Below, take the lines from the one containing "Q: Where on this screen is the vegetation" through the one containing "xmin=0 ymin=64 xmax=121 ymax=140" and rewrite them as a Markdown table with columns Row and Line. Number the rows and leave out blank lines.

GIVEN DATA start

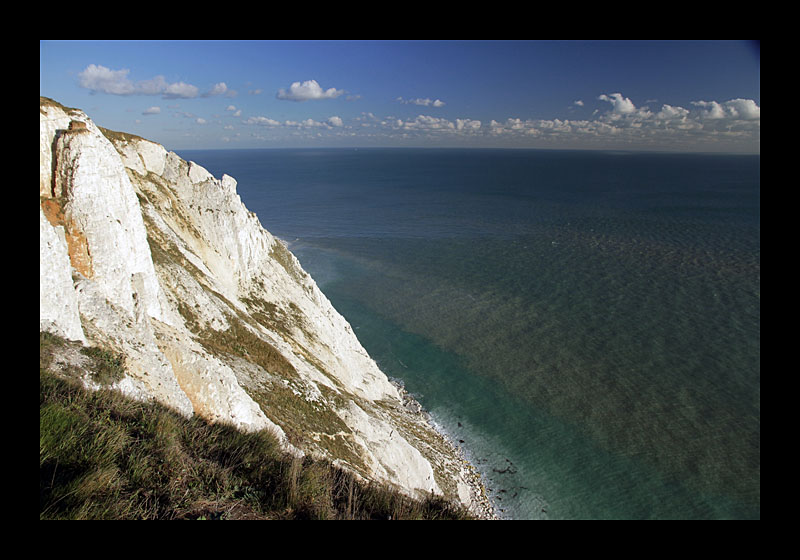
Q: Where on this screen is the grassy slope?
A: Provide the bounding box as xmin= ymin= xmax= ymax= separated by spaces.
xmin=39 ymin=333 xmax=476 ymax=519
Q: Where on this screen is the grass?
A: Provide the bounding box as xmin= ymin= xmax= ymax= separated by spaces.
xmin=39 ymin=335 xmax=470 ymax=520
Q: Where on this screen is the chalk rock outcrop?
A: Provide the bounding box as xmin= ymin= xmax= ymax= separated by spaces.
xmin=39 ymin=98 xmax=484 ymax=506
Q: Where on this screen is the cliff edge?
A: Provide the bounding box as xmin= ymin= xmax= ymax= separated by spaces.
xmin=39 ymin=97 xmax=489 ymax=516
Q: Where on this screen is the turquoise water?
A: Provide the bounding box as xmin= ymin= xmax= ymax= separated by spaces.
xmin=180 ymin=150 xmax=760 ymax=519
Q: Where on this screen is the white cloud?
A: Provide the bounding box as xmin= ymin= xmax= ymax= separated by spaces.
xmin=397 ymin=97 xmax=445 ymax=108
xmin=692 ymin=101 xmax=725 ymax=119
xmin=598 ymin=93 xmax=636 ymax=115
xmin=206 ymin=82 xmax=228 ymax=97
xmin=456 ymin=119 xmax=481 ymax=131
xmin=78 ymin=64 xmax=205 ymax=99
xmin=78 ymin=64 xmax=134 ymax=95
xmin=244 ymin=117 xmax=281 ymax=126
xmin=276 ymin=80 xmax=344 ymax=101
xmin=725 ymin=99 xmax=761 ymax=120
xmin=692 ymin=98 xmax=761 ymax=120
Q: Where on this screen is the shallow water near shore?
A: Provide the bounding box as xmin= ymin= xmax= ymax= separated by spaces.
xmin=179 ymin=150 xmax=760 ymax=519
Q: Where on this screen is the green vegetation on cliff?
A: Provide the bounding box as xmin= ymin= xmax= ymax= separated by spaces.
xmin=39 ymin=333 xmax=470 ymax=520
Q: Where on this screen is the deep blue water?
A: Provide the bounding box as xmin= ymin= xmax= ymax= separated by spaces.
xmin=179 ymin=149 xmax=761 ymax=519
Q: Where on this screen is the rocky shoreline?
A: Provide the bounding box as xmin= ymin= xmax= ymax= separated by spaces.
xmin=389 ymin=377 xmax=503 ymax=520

GIVEN DATA end
GIVEN DATA start

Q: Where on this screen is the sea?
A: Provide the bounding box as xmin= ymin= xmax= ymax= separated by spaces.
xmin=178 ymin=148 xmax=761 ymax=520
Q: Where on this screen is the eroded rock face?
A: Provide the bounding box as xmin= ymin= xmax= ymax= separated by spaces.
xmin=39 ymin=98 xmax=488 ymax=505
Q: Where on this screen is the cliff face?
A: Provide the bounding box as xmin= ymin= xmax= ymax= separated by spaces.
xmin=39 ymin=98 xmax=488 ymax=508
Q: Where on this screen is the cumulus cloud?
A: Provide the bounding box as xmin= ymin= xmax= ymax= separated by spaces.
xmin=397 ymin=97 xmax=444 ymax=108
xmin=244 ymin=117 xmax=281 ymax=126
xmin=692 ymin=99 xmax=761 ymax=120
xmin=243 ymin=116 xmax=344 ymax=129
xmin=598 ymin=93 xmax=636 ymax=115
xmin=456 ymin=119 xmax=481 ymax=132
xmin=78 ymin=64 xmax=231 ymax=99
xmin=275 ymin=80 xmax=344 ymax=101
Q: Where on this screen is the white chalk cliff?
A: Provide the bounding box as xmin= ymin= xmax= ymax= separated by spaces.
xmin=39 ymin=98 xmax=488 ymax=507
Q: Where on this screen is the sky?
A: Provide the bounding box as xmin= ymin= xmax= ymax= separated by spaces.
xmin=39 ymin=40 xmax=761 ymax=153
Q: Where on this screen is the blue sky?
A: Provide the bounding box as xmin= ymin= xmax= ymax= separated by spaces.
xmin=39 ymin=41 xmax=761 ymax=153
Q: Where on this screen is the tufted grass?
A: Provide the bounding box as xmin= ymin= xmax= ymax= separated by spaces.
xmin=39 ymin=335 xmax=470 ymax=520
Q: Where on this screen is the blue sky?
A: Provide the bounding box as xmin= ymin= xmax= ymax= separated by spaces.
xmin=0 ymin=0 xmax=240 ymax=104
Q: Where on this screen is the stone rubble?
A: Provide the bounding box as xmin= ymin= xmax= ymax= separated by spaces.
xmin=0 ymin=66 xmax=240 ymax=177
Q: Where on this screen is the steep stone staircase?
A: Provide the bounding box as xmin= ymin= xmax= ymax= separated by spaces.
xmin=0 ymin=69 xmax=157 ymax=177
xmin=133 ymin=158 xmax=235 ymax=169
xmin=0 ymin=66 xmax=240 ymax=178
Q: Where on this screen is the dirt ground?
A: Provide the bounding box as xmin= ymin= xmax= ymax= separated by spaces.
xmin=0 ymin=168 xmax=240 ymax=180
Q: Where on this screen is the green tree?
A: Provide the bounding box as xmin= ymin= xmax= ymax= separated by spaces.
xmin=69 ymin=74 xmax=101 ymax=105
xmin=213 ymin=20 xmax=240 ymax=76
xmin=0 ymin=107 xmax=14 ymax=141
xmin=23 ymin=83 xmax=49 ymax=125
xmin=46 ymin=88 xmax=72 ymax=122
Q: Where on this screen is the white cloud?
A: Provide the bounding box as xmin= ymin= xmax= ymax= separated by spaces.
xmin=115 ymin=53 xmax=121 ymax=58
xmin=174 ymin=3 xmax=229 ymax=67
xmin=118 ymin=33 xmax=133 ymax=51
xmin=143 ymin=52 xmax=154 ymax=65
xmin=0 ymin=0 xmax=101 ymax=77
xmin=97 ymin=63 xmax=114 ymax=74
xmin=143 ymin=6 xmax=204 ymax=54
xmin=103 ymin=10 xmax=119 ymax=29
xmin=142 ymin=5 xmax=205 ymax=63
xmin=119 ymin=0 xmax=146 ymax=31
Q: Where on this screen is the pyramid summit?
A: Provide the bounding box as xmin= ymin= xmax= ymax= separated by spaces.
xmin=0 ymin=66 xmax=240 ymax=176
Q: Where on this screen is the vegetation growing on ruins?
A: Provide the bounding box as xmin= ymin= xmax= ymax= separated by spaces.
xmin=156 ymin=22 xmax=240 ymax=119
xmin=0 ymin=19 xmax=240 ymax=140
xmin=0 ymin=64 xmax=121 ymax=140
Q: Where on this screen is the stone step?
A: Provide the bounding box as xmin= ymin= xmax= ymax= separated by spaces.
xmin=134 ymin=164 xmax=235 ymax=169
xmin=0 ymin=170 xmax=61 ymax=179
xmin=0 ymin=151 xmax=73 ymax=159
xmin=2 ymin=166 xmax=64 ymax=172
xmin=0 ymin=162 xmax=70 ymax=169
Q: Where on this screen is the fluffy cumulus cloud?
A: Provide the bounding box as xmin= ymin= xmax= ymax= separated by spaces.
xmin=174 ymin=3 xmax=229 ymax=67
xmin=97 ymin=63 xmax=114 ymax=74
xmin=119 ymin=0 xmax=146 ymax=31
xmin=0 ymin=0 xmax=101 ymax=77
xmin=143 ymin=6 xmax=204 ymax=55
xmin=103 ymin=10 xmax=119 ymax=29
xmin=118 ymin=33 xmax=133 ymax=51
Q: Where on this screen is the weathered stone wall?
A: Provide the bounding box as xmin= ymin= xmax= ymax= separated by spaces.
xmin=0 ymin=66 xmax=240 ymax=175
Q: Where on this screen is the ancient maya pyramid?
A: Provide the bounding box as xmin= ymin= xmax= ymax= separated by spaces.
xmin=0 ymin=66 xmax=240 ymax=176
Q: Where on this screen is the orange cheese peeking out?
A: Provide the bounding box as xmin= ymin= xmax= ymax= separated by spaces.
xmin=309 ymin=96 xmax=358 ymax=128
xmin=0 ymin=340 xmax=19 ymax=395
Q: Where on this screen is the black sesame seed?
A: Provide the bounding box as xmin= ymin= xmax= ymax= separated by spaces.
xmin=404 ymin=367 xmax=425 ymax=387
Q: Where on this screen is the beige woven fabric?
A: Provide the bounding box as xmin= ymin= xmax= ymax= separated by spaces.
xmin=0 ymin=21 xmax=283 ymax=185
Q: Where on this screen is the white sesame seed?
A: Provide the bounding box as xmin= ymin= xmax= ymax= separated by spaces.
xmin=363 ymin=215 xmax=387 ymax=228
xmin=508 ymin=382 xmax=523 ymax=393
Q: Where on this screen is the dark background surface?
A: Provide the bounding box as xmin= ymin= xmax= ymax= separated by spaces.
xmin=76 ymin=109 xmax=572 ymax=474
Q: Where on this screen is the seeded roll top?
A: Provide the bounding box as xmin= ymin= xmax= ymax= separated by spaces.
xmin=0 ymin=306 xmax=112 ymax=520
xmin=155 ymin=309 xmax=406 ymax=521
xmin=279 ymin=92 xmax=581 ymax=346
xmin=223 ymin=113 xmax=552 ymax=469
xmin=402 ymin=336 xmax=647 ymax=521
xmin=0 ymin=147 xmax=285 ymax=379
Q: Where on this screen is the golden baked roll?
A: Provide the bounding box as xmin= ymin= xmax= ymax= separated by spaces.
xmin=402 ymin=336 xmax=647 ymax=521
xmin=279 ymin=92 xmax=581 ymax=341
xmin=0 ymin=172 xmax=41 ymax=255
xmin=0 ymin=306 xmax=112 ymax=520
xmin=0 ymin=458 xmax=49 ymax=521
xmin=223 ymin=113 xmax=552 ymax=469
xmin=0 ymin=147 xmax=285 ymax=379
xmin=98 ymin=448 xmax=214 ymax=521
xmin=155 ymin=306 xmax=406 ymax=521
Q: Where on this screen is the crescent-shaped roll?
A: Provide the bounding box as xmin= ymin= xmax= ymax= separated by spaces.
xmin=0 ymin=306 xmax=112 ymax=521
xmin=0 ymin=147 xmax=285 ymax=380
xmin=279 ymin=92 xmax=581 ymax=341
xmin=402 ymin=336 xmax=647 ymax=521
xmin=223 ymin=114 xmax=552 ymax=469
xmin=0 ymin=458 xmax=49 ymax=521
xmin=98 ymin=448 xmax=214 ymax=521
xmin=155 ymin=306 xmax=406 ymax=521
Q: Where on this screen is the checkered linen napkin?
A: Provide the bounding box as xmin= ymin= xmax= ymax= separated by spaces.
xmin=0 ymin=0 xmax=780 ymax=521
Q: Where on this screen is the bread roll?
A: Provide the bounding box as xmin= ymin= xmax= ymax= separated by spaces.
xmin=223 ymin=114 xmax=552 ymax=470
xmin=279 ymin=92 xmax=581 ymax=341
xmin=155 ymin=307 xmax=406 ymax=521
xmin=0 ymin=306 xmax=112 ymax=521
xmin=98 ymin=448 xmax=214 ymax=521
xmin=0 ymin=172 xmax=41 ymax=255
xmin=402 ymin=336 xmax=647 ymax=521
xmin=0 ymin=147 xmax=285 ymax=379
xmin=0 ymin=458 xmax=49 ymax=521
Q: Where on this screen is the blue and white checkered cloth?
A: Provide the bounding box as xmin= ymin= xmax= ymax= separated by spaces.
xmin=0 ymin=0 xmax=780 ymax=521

GIVEN DATA end
GIVEN DATA start

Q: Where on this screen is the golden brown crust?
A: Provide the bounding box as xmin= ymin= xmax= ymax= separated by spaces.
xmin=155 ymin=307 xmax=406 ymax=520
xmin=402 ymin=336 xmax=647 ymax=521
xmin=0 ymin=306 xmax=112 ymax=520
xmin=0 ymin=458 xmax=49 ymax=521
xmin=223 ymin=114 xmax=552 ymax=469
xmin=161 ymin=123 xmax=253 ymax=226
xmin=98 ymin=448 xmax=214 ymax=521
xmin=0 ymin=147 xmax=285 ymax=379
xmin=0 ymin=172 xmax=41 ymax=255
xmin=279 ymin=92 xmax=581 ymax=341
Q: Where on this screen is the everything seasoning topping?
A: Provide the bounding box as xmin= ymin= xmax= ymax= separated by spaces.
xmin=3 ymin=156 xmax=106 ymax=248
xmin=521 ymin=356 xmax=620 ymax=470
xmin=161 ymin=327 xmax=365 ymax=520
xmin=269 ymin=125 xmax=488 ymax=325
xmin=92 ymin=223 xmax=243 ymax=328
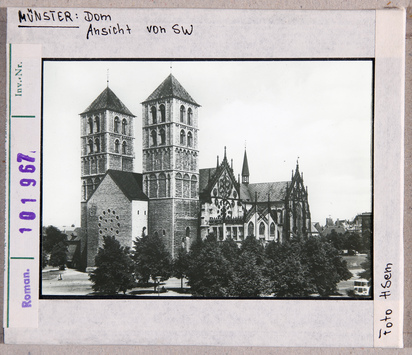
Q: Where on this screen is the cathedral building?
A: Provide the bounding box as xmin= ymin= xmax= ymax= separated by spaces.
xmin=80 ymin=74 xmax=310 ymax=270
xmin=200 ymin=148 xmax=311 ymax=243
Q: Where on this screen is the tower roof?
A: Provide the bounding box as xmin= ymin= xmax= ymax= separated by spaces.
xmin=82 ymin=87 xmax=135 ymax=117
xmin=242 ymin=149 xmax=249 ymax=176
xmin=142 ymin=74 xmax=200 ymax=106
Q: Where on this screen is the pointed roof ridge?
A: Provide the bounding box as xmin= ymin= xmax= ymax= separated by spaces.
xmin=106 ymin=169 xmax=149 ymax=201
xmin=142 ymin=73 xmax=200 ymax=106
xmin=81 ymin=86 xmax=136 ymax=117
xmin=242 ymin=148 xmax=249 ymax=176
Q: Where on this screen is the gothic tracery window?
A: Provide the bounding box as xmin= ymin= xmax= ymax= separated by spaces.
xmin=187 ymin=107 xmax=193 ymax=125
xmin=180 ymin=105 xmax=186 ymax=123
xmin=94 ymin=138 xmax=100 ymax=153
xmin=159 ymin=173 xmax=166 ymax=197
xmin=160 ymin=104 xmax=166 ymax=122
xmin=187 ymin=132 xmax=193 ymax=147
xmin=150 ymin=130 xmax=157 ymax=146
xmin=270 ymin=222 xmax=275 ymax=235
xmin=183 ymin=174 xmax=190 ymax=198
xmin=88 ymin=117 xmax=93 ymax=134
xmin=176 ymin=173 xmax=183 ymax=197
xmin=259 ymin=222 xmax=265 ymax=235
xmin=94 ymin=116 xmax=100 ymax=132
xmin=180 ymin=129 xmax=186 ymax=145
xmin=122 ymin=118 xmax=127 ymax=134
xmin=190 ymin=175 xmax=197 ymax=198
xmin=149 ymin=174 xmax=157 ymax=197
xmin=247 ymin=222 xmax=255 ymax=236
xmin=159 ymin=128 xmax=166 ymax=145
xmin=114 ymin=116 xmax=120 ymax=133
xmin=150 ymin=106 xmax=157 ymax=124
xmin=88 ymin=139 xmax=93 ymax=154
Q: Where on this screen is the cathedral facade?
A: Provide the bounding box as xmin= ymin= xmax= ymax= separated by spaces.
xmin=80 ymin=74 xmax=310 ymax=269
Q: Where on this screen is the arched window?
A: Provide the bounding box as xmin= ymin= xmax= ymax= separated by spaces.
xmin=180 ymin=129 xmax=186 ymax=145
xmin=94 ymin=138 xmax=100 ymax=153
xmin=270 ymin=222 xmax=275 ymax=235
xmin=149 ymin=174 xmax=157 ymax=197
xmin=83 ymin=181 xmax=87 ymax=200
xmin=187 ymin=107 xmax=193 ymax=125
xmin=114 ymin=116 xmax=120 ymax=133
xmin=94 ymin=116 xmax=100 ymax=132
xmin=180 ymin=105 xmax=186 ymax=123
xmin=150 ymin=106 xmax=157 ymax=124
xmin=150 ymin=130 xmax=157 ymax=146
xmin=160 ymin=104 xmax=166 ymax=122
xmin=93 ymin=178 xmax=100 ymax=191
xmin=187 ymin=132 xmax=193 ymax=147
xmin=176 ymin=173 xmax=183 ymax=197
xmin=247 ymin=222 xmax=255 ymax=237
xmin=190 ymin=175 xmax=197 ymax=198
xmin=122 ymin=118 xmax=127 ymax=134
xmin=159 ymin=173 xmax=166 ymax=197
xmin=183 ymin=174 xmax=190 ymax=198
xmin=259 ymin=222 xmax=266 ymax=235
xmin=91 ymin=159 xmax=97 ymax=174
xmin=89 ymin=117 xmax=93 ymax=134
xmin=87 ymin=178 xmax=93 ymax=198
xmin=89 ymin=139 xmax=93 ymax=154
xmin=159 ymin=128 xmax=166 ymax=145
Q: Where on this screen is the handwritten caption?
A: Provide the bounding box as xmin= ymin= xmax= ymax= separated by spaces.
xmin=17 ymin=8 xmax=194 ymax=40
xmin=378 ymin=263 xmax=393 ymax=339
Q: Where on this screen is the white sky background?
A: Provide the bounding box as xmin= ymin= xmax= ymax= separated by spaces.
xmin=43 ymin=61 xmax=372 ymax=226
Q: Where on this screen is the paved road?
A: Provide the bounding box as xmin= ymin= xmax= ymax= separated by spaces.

GIVEN DATA end

COMPLETE ANSWER:
| Row | Line |
|---|---|
| 1 | Q: Where on this screen is the vegetation growing on ruins? |
| 2 | A: Provide the bounding box as xmin= ymin= xmax= ymax= separated by spaces. |
| 3 | xmin=156 ymin=22 xmax=240 ymax=119 |
| 4 | xmin=0 ymin=19 xmax=240 ymax=140 |
| 5 | xmin=0 ymin=64 xmax=121 ymax=140 |